» Fragment tekstu:
'''
Ceremonia otwierania wina wciąż jeszcze dla wielu osób pozostaje albo krępująca, albo nieco… groteskowa. Jedna i druga reakcja to efekt raczej niewiedzy i braku doświadczenia, i nie ma nic wspólnego z ewentualnym stawianiem znaku zapytania nad sensownością starego obyczaju. A na czym polega jego sens? O tym opowiem w dzisiejszym tekście.

REKLAMA

Zamówioną butelkę wina kelner podaje do stołu i prezentuje osobie, która ją zamówiła. Prezentacja będzie polegać nie tylko na okazaniu gościowi etykiety wina, ale także na podaniu paru informacji na jego temat. Warto wtedy przez chwilę przyjrzeć się etykiecie, w ten sam sposób, jak otrzymanej wizytówce. Skinienie głowy i "bardzo proszę" to dla kelnera sygnał, że może zabierać się za otwieranie.

Butelka zawsze jest otwierana w naszej obecności. Kelnerzy mają na tyle wprawy i na tyle wyspecjalizowane sprzęty, że nie sprawia im to żadnego kłopotu. Chyba, że problem stanowi brak doświadczenia osoby, która nas obsługuje... Na taką spójrzmy jednak łagodnym okiem, w końcu każdy kiedyś czegoś się uczył. Kelner zaczyna od pozbycia się foliowej lub aluminiowej otoczki na szyjce. Niektórzy pozbywają się całej, niektórzy obcinają ją tuż pod zgrubieniem - tak, by wino nie miało kontaktu z folią. Osobiście preferuję to pierwsze rozwiązanie.
'''
» Zapisane pozycje:
'''
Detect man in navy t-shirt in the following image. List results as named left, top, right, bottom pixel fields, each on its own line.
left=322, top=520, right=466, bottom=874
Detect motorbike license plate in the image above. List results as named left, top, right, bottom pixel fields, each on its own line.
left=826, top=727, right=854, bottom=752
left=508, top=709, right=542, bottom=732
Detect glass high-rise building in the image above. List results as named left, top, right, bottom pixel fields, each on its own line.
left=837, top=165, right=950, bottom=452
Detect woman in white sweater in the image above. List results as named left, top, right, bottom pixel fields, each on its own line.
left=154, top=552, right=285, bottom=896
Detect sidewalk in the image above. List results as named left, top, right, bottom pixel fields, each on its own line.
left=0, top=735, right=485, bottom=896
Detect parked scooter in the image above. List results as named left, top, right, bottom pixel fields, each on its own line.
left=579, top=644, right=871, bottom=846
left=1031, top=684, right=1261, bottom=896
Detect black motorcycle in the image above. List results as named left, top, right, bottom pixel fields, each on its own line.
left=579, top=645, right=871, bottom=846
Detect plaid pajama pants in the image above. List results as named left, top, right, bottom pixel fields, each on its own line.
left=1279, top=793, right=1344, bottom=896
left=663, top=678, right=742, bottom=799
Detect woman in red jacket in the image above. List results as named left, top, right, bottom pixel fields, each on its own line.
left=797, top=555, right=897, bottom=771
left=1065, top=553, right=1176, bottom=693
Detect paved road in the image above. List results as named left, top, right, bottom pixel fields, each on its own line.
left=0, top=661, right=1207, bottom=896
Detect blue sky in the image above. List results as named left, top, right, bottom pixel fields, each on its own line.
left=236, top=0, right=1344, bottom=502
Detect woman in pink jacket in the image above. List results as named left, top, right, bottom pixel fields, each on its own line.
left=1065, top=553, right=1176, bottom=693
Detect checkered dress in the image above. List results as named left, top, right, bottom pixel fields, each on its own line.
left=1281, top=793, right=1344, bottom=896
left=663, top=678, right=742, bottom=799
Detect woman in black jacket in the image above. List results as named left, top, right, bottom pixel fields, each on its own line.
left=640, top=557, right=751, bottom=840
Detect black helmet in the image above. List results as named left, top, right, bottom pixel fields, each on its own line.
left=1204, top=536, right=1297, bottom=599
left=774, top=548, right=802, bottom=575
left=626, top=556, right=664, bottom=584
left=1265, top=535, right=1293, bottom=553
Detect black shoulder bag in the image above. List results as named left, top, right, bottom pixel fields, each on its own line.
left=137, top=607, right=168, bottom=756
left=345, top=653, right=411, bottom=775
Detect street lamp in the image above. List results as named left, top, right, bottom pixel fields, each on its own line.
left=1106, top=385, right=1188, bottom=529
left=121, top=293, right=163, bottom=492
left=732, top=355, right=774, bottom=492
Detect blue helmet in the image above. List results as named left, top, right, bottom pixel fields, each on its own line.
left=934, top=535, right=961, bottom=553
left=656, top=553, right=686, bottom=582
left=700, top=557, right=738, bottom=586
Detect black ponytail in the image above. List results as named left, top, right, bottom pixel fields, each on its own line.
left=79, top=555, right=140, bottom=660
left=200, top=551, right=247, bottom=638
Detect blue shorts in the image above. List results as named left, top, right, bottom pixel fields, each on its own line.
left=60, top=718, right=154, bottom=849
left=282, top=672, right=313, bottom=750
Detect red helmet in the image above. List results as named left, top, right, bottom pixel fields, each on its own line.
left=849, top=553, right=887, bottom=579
'''
» Treść zadania: Od czego kelner zaczyna otwieranie butelki według tekstu o otwieraniu wina?

» Rozwiązanie: Kelner zaczyna od pozbycia się foliowej lub aluminiowej otoczki na szyjce butelki.